**** Records ****
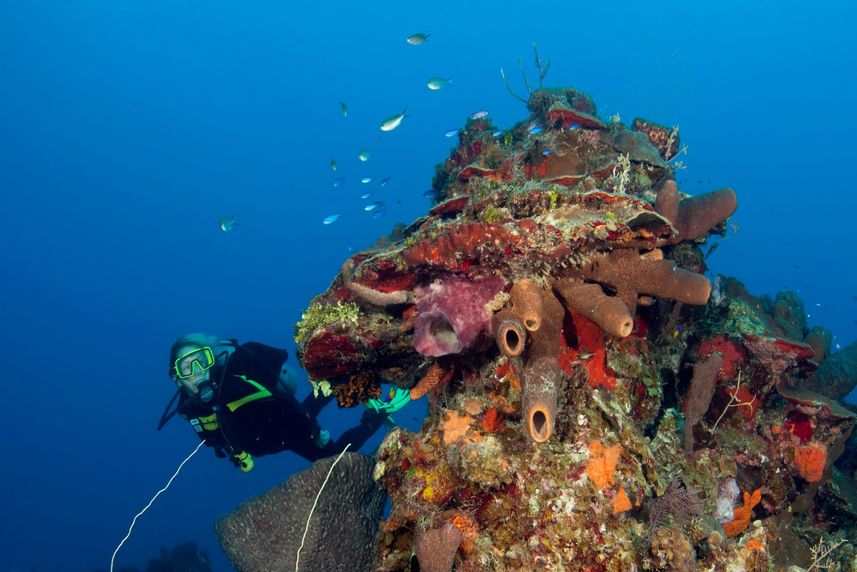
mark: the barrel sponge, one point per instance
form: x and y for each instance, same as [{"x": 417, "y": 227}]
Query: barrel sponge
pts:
[
  {"x": 609, "y": 312},
  {"x": 631, "y": 275},
  {"x": 264, "y": 533}
]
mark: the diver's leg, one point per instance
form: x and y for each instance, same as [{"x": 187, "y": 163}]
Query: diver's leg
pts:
[{"x": 357, "y": 436}]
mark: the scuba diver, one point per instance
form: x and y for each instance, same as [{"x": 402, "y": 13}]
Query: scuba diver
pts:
[{"x": 240, "y": 398}]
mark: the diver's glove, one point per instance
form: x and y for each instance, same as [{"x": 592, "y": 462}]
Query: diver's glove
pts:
[
  {"x": 243, "y": 461},
  {"x": 398, "y": 399}
]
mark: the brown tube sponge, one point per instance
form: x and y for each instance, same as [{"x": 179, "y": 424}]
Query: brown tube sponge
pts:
[
  {"x": 666, "y": 202},
  {"x": 509, "y": 332},
  {"x": 526, "y": 298},
  {"x": 694, "y": 216},
  {"x": 541, "y": 385},
  {"x": 435, "y": 548},
  {"x": 632, "y": 275},
  {"x": 609, "y": 312}
]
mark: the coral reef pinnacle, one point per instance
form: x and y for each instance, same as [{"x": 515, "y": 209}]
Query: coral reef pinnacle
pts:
[{"x": 595, "y": 403}]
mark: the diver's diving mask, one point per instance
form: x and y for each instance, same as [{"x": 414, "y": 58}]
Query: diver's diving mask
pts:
[{"x": 200, "y": 359}]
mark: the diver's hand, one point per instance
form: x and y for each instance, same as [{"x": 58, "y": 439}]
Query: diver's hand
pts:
[
  {"x": 399, "y": 398},
  {"x": 243, "y": 461}
]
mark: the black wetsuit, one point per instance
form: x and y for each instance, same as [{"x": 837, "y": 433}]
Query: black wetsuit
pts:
[{"x": 252, "y": 411}]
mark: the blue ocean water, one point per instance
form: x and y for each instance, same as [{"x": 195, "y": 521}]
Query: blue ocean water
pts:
[{"x": 127, "y": 129}]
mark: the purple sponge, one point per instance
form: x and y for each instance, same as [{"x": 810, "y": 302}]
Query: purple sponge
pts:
[{"x": 451, "y": 314}]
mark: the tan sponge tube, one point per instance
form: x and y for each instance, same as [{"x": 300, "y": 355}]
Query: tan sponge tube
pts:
[
  {"x": 541, "y": 386},
  {"x": 609, "y": 312},
  {"x": 509, "y": 332}
]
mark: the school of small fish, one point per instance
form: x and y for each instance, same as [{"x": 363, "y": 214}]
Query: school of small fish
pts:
[{"x": 387, "y": 125}]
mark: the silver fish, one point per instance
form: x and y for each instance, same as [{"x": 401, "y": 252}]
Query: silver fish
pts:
[
  {"x": 393, "y": 121},
  {"x": 436, "y": 83},
  {"x": 226, "y": 224},
  {"x": 417, "y": 39}
]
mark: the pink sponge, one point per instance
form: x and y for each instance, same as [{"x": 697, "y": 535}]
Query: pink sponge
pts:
[{"x": 451, "y": 314}]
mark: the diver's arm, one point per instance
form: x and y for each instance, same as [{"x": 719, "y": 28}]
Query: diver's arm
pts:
[{"x": 288, "y": 379}]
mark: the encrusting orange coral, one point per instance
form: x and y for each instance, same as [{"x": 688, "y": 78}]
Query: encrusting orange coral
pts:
[
  {"x": 602, "y": 466},
  {"x": 811, "y": 460},
  {"x": 621, "y": 502},
  {"x": 741, "y": 516}
]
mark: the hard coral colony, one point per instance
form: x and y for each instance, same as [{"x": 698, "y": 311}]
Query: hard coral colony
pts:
[{"x": 553, "y": 308}]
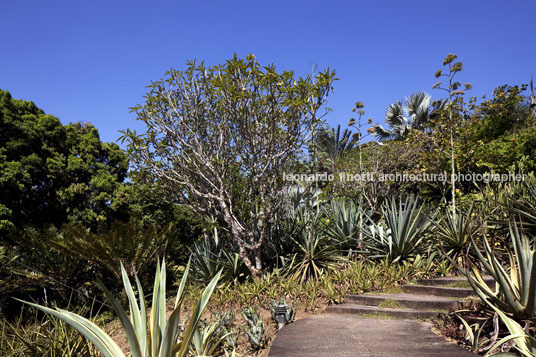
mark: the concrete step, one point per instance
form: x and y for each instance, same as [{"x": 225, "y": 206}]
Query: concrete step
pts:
****
• The task
Without the pictures, reproduce each line from the one containing "Query: blue ocean water" through the last line of the material above, both of those lines included.

• Task answer
Query: blue ocean water
pts:
[{"x": 127, "y": 129}]
mark: the purple sponge, one point per instance
form: x and y for each instance, same as [{"x": 810, "y": 302}]
Query: purple sponge
pts:
[{"x": 451, "y": 314}]
mark: the tan sponge tube, one point per instance
form: x and y for each instance, same as [{"x": 300, "y": 355}]
Query: tan sponge tube
pts:
[
  {"x": 541, "y": 386},
  {"x": 609, "y": 312},
  {"x": 509, "y": 332}
]
mark: the school of small fish, one point per instance
form: x and y for each instance, same as [{"x": 363, "y": 214}]
Query: school of small fish
pts:
[{"x": 387, "y": 125}]
mark: the silver fish, one point per instance
form: x and y for each instance, same as [{"x": 401, "y": 252}]
Query: silver fish
pts:
[
  {"x": 393, "y": 121},
  {"x": 436, "y": 83},
  {"x": 226, "y": 224},
  {"x": 417, "y": 39}
]
mark: the pink sponge, one point per instance
form: x and y for each instance, same as [{"x": 697, "y": 535}]
Query: pink sponge
pts:
[{"x": 451, "y": 314}]
mark: the diver's arm, one point per instance
form: x and y for each instance, same as [{"x": 719, "y": 28}]
Query: diver's arm
pts:
[{"x": 288, "y": 379}]
mark: the encrusting orange coral, one point per instance
form: x and y for each instance, same as [{"x": 688, "y": 78}]
Query: encrusting orange coral
pts:
[
  {"x": 602, "y": 466},
  {"x": 811, "y": 460},
  {"x": 621, "y": 502},
  {"x": 741, "y": 516}
]
mark: the hard coral colony, one point per instance
form: x and y for each instance, same as [{"x": 698, "y": 311}]
Query: hard coral colony
pts:
[{"x": 553, "y": 308}]
mark: the concrete step, one point per instance
form: x and y for each instance, same as [{"x": 225, "y": 206}]
Query: concrete step
pts:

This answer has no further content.